* [Supplied passage]:
********

It’s a colourful, inspiring and moving sight, but for some runners the London Marathon, if far from being a walk in the park, pales when set alongside the challenge of more extreme marathons.
Take, for example, our supporter Kim Lo, who is just back from completing the Inca Trail Marathon, apparently the most difficult in the world.
The marathon follows the original pilgrimage trail that leads into the religious capital of the Inca Empire, the legendary “Lost city of the Incas” - Machu Picchu. The run is strenuous over mountain terrain at altitudes ranging from 8,000 to 13,779 feet.
The cumulative elevation gain is conservatively calculated to be over 10,400 feet, and the elevation loss over 11,000 feet. The elevation gain/loss is like running up and down the stairs of the Empire State Building 10 times – at an altitude as high as 13,800 feet!
Lost her toes to meningitis
And what is all the more remarkable is that Kim does all this having lost her toes to meningitis as a teenager. Read her story here.

********

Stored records
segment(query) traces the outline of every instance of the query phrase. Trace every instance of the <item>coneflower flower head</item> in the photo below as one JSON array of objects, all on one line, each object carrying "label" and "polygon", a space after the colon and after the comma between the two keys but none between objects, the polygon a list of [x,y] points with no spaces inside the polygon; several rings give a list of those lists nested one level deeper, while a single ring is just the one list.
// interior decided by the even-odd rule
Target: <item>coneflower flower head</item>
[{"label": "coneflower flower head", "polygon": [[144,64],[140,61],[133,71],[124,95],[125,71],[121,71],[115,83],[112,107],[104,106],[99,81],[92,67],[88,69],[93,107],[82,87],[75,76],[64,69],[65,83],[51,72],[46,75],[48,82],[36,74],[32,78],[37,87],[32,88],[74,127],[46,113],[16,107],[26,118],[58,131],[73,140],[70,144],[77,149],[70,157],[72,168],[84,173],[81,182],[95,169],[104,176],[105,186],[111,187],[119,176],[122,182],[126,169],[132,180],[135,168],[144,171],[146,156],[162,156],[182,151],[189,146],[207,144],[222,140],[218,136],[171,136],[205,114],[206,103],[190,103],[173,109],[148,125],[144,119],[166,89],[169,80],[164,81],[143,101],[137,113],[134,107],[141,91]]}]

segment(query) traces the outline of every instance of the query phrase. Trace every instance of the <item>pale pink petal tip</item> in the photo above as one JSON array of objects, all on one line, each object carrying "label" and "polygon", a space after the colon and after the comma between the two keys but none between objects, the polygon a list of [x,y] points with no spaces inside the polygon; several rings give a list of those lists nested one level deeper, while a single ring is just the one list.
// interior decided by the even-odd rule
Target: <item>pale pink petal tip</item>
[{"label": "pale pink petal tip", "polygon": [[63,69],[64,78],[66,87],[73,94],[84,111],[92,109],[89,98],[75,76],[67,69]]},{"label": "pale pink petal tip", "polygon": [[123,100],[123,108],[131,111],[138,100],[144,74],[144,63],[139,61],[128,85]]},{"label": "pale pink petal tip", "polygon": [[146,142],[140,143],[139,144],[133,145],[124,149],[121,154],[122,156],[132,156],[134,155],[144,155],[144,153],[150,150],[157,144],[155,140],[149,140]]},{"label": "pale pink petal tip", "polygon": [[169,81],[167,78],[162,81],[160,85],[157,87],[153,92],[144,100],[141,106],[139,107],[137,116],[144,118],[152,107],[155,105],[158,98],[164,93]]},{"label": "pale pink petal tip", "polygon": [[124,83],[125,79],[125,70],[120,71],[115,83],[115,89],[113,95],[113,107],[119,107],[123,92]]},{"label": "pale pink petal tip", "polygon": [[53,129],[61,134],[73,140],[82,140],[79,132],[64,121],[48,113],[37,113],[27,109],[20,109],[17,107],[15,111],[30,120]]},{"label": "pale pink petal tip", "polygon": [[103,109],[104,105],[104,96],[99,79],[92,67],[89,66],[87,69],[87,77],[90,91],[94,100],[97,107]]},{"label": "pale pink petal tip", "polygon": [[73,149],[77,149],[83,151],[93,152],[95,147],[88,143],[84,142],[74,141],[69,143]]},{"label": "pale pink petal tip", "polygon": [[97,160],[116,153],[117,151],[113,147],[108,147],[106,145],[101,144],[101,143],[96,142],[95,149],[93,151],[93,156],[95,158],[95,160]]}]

********

Continue the Inca Trail Marathon piece above from its last sentence.

* [Task response]:
So, it seems appropriate to share her story for World Meningitis Day this Wednesday (5 October), which this year has the theme Race to Defeat Meningitis.
Kim says: “I'm raising money for Meningitis Now in memory of Alexis Rose, the daughter of Alan Glynn - an amazing fundraiser and awareness campaigner for the disease that stole my toes, but much more devastatingly took away his daughter."
And because, as she says on her JustGiving page, “Because life is too short not to and I'm a nutter!”
Kim set herself a fundraising target of £750 and has smashed this, raising so far over £920 towards our lifesaving and life-changing work. If you’d like to support Kim her fundraising page is here.
Race I’ve always wanted to do
Kim told us “This is the race I’ve always wanted to do. The toughest time I’ve spent on my feet. The most incredible views and people.
"We started at 4am from our beautiful camp. The first 10 miles were runable even though it was up to Chakrachay at 3,650m and down again (ascent in the dark) to Wayllabamba at 2,940m.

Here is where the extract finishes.